• **Exercise objective**
Word for word, transcribe the data below.

• **Source material**
──────
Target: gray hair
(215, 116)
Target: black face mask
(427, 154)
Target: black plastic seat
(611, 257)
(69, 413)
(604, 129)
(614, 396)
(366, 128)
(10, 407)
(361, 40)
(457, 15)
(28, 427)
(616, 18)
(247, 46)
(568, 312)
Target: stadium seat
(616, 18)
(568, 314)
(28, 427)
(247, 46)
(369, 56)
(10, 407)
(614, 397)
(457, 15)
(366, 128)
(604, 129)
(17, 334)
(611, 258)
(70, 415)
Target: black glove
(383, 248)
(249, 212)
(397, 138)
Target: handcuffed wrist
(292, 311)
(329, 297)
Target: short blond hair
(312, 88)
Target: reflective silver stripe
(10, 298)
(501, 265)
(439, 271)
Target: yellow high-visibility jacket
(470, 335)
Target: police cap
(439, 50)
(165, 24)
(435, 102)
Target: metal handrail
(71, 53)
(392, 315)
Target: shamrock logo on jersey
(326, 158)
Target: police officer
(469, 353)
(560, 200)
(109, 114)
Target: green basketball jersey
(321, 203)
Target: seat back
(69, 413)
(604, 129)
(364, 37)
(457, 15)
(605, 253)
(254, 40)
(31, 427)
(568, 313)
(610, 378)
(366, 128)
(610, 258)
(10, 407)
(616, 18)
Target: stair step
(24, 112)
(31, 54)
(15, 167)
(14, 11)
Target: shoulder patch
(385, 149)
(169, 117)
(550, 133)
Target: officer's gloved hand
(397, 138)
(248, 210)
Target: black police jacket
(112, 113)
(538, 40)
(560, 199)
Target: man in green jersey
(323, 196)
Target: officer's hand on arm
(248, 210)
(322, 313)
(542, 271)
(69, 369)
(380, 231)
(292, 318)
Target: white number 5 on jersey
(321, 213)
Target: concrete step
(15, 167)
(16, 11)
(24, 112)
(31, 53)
──────
• **Response to the task**
Target: gray hair
(215, 116)
Target: black face mask
(427, 154)
Target: black plastic seat
(611, 257)
(69, 413)
(604, 129)
(614, 396)
(366, 128)
(10, 407)
(361, 40)
(457, 15)
(28, 427)
(616, 18)
(247, 46)
(568, 312)
Target: stadium seat
(616, 18)
(568, 314)
(28, 427)
(247, 46)
(369, 56)
(10, 407)
(614, 397)
(457, 15)
(366, 128)
(604, 129)
(17, 334)
(611, 258)
(70, 415)
Target: black glove
(383, 248)
(249, 212)
(397, 138)
Target: handcuffed wrist
(292, 311)
(329, 297)
Target: short blond hair
(312, 88)
Target: reflective silver stripe
(10, 298)
(501, 265)
(439, 271)
Target: yellow high-visibility jacket
(470, 335)
Target: police cap
(439, 50)
(165, 24)
(435, 102)
Target: metal handrail
(71, 53)
(392, 315)
Target: shamrock logo on jersey
(326, 158)
Target: police officer
(469, 353)
(560, 200)
(109, 114)
Target: green basketball jersey
(321, 203)
Target: seat back
(69, 413)
(604, 129)
(364, 37)
(457, 15)
(605, 253)
(254, 40)
(31, 427)
(568, 313)
(610, 378)
(366, 128)
(610, 258)
(10, 407)
(616, 18)
Target: stair step
(24, 112)
(31, 54)
(15, 167)
(14, 11)
Target: shoulder patch
(385, 149)
(169, 117)
(550, 133)
Target: officer's gloved hand
(397, 138)
(248, 210)
Target: black police jacket
(112, 113)
(538, 40)
(560, 199)
Target: man in green jersey
(323, 196)
Target: officer's hand on arm
(248, 210)
(322, 313)
(542, 271)
(69, 369)
(380, 231)
(292, 318)
Target: white number 5 on jersey
(321, 213)
Target: concrete step
(15, 167)
(16, 11)
(24, 112)
(31, 53)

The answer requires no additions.